| Metin parçası |

---

Başbakanın dış politika konusundaki başdanışmanı olmadan önce sınıfta verdiği derslerde Davutoğlu büyük olasılıkla bu tip bir davranışı eleştirmekteydi. Ancak biz de Davutoğlu’nun Cumhurbaşkanı Ahmet Necdet Sezer tarafından atanan bir diplomat olduğunu unutmayalım. Bu nedenle Davutoğlu’nun Şam’daki hareketi Cumhurbaşkanının sorunudur.
Cumhurbaşkanları da hata yaparlar. Türkiye’nin Şam Büyükelçisi Cumhurbaşkanı ve devleti temsil etmektedir. Bir danışman nasıl devletin üzerinde hareket eder. Bu ilk defa olmuyor, tam aksine bu bir geleneğe dönüştü. Bu, tehlikelidir. Diplomatik toplantılarda eğer danışmanların diplomatları görmezden gelmeleri bir alışkanlık halini alırsa devlet geleneği kaybolur.
Zapsu meselesinde ne Cumhurbaşkanı ne de başka bir devlet yetkilisinin bir sorumluluğu vardır. Ancak bundan sorumlu olan kişi başbakandır. Neden? Çünkü Zapsu özel olarak hareket etmektedir ve resmi bir danışman olmadan başbakanın kendine olan tam güvenini kullanmaktadır.
Zapsu Ankara’daki bazı diplomatik misyon şefleri ile görüştü ve büyük olasılıkla uluslararası politikadaki bilgisini artırmak için özel bir ufuk turu yaptı.
Zapsu’ya yönelik eleştirilerin hepsi adil görünmemektedir. Diplomatlıktan siyasete geçen Mehmet Ali Bayar krizin baş sorumlusu olarak Zapsu’yu değil onunla görüşen yabancı diplomatları ilan etmiştir. Ben buna katılmıyorum.
Bayar, devletlerin çıkarlarını gerçekleştirmek için her olası aktörü kullanabileceğini bilmeliydi. Zapsu bu ülkede tartışmasız siyasi bir aktördür ve yabancı diplomatların onunla görüşmek istemesi anlaşılabilir.

---

| Kayıtlı veriler |

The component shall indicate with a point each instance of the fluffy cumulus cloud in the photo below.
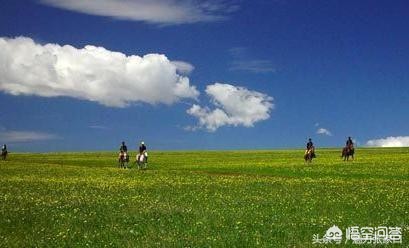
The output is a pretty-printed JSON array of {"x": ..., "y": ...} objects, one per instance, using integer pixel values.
[
  {"x": 234, "y": 106},
  {"x": 324, "y": 131},
  {"x": 165, "y": 12},
  {"x": 91, "y": 73},
  {"x": 399, "y": 141}
]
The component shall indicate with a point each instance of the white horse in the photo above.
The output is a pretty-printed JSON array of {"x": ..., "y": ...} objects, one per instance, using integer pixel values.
[{"x": 142, "y": 160}]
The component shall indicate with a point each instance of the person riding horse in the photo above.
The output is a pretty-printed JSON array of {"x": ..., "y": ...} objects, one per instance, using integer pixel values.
[
  {"x": 4, "y": 152},
  {"x": 310, "y": 151},
  {"x": 348, "y": 149}
]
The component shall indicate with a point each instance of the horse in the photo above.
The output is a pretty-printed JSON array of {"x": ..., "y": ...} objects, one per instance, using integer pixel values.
[
  {"x": 4, "y": 154},
  {"x": 309, "y": 155},
  {"x": 142, "y": 160},
  {"x": 123, "y": 160},
  {"x": 347, "y": 152}
]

---

| Kısa görev 1 |
Metin parçasında "Bayar, devletlerin çıkarlarını" ifadesinden "görüşmek istemesi anlaşılabilir." ifadesine kadar olan bölümü hiçbir değişiklik yapmadan yazıya geçirir misin?
| Kısa görev 2 |
Metin parçasındaki "Zapsu’ya yönelik eleştirilerin hepsi adil görünmemektedir." cümlesini İngilizceye çevirir misin?
Kayıtlar, metin parçasından ayrı bir malzemedir.

| Doğru yanıt 1 |
Bayar, devletlerin çıkarlarını gerçekleştirmek için her olası aktörü kullanabileceğini bilmeliydi. Zapsu bu ülkede tartışmasız siyasi bir aktördür ve yabancı diplomatların onunla görüşmek istemesi anlaşılabilir.

| Doğru yanıt 2 |
Not all of the criticism directed at Zapsu seems fair.